[Stored data]
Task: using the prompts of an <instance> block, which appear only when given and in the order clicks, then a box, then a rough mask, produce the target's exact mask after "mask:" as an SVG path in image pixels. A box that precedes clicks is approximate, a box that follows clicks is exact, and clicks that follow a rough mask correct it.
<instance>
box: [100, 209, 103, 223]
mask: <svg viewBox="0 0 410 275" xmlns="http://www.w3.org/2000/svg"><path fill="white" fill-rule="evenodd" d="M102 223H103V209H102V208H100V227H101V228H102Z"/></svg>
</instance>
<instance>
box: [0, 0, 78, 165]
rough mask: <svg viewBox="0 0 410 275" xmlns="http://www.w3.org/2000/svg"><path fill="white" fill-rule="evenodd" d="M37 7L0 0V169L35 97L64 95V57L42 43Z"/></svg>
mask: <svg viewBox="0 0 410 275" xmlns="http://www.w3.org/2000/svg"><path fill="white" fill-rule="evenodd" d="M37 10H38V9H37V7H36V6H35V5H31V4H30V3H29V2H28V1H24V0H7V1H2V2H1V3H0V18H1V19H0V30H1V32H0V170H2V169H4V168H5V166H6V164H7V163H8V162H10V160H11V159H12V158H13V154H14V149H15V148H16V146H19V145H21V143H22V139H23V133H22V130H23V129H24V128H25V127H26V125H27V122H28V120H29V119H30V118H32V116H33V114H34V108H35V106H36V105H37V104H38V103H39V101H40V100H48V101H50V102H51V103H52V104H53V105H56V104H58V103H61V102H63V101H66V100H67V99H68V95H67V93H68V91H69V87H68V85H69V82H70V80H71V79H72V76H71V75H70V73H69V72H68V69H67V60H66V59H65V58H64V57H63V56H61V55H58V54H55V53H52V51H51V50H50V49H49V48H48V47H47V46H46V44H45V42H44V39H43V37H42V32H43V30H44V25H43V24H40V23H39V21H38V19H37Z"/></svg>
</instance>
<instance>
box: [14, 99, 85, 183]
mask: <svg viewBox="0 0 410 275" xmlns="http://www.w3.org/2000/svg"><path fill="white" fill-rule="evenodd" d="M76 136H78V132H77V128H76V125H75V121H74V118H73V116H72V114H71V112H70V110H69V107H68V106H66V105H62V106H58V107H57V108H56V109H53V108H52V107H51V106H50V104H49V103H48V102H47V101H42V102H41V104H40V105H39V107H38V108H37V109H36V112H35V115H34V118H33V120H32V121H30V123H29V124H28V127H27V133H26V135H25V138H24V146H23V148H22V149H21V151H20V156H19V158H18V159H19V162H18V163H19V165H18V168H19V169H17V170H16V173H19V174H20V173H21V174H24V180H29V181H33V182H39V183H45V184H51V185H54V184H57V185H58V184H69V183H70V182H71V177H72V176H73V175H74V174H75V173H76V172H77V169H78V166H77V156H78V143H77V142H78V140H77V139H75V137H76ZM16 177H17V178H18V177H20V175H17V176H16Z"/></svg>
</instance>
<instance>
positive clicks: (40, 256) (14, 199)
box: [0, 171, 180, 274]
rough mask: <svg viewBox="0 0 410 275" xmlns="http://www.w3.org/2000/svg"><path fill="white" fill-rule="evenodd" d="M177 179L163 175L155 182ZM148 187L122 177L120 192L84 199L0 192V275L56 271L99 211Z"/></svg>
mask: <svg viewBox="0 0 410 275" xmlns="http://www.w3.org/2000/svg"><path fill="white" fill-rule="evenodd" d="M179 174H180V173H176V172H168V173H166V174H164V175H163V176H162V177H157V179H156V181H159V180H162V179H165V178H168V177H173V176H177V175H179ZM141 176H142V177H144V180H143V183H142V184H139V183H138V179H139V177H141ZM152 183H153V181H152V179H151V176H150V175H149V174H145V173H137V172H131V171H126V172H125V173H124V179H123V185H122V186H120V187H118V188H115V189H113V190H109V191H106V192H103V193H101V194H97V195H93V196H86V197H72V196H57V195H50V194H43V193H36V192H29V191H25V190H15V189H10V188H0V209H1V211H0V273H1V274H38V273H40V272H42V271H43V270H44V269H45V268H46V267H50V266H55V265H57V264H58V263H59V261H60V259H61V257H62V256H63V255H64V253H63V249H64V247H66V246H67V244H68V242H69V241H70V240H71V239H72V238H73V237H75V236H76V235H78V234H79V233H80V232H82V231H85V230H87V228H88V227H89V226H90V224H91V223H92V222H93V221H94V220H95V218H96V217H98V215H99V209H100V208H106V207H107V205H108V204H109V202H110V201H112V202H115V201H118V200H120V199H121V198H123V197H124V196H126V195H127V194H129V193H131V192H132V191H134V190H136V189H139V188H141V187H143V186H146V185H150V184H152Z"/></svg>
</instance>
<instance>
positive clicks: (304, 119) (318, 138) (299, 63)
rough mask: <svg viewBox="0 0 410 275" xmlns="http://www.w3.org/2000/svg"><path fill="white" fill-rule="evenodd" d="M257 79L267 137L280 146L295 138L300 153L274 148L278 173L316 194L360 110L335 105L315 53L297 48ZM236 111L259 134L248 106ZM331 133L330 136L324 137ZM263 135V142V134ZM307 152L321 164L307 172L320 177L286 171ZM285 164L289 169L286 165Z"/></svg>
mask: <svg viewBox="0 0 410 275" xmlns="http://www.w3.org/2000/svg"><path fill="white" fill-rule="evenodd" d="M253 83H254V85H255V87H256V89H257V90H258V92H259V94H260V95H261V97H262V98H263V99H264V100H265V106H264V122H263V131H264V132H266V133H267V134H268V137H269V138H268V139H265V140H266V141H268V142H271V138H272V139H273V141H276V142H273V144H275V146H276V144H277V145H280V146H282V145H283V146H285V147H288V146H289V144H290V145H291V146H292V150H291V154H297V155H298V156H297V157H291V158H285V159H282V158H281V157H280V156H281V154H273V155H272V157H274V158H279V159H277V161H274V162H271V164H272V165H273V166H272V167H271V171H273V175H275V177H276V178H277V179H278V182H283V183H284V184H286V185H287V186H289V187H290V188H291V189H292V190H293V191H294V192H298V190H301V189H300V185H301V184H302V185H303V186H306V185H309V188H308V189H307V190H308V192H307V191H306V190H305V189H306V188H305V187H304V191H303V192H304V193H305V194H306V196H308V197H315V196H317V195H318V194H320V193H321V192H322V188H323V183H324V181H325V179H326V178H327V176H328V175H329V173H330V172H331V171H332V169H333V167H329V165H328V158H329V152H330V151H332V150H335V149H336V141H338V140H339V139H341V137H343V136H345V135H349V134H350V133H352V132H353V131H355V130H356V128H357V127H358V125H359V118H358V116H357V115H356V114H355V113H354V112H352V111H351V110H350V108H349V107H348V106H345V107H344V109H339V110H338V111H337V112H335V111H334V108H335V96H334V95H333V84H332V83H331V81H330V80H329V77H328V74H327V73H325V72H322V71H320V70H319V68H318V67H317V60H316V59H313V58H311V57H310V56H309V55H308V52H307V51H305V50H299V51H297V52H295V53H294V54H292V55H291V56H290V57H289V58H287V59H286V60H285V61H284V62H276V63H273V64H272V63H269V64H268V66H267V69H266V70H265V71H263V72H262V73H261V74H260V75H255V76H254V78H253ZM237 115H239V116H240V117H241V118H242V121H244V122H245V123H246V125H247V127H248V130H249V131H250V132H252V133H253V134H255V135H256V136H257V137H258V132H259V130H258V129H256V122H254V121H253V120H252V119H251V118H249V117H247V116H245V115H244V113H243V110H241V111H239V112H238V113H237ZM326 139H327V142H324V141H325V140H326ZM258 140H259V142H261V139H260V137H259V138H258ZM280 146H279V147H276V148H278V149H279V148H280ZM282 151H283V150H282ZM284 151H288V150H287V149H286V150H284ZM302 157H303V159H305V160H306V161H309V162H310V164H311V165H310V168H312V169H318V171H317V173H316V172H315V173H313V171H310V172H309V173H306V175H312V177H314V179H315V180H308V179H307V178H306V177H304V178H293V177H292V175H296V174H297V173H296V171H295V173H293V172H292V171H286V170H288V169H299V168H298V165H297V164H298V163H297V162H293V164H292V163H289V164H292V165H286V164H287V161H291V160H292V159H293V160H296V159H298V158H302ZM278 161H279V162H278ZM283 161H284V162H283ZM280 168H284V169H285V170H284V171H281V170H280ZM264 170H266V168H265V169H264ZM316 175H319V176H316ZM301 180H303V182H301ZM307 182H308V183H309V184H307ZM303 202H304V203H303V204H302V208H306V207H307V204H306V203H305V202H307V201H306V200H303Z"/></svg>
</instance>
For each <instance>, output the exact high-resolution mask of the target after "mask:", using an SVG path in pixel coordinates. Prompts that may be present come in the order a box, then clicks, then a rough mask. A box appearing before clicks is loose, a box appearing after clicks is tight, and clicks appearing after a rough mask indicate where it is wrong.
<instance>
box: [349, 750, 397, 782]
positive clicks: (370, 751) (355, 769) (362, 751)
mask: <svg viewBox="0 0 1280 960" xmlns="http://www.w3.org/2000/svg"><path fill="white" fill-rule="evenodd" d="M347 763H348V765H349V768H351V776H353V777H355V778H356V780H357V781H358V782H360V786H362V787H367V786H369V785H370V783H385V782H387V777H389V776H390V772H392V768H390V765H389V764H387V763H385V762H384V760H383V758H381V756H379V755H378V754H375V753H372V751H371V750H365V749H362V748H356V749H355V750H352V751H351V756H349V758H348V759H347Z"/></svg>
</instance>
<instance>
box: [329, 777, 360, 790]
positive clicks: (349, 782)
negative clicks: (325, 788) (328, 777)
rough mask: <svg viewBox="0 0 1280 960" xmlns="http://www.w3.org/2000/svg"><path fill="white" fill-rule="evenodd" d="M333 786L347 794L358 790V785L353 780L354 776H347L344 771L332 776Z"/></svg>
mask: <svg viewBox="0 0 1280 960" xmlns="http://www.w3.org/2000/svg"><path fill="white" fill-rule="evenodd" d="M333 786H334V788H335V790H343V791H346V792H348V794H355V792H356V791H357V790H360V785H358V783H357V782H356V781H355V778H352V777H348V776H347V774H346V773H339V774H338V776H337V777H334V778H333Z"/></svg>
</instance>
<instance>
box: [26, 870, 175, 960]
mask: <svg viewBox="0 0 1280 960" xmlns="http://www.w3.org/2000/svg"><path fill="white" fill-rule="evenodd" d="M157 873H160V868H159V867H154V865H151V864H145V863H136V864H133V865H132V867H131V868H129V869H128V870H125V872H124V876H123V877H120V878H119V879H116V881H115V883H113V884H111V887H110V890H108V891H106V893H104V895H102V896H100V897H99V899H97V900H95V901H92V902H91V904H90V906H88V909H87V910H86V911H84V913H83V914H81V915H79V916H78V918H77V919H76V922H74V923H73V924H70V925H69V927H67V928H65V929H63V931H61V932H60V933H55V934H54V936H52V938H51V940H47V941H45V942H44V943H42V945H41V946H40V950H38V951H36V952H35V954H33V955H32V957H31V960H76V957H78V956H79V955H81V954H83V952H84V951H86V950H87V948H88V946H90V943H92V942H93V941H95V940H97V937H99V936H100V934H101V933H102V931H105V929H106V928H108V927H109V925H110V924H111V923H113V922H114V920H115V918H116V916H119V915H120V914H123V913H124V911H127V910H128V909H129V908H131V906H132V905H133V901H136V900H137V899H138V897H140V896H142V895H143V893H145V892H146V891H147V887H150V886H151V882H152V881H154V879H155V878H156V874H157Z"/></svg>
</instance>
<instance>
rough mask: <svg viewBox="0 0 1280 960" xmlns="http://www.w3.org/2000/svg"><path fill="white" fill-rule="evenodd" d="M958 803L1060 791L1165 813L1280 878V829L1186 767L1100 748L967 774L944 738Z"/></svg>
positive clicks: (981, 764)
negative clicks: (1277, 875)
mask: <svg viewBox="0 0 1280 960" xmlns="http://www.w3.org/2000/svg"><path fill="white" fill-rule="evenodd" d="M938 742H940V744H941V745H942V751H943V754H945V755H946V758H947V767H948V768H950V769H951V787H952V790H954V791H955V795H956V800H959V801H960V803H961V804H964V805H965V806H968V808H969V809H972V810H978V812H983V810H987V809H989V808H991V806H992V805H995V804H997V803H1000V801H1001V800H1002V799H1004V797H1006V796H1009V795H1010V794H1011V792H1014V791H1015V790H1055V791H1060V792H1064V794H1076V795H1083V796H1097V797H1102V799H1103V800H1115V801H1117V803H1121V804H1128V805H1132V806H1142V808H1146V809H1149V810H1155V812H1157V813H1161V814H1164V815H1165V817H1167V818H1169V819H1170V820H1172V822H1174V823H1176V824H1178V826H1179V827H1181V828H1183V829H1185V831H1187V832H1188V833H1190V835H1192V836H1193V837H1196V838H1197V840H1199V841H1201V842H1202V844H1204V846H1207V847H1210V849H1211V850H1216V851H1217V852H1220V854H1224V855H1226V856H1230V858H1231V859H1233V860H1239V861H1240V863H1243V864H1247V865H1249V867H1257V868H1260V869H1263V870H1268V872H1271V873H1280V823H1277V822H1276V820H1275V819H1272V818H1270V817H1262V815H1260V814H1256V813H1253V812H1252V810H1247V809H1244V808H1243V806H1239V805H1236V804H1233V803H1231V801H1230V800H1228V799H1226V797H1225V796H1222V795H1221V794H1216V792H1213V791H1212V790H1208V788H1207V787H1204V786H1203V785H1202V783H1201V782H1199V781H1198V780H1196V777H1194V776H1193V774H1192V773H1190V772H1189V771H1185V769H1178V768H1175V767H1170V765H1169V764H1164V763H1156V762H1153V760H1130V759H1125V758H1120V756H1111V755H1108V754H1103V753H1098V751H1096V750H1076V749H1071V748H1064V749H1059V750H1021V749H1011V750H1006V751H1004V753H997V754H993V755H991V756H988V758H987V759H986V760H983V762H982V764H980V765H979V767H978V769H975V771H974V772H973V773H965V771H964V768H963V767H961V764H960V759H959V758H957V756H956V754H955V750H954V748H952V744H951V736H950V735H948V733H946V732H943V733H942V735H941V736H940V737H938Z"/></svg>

REQUEST:
Find every line in the entries above that contains the string "using" and copy each of those lines. Case counts.

EXPECTED OUTPUT:
Task: using the prompts of an <instance> block, which appear only when given and in the order clicks, then a box, then a rough mask, produce the target's exact mask after "mask:" as an SVG path in image pixels. A box that precedes clicks is approximate, a box that follows clicks is exact, and clicks that follow a rough mask correct it.
For each <instance>, output the exact high-resolution mask of the target after "mask:", using an SVG path in pixel coordinates. Prompts that may be present come in the order a box, then clicks, then a rough mask. A box appearing before clicks is loose, a box appearing after clicks is tight, and clicks appearing after a rough mask indicate where it is wrong.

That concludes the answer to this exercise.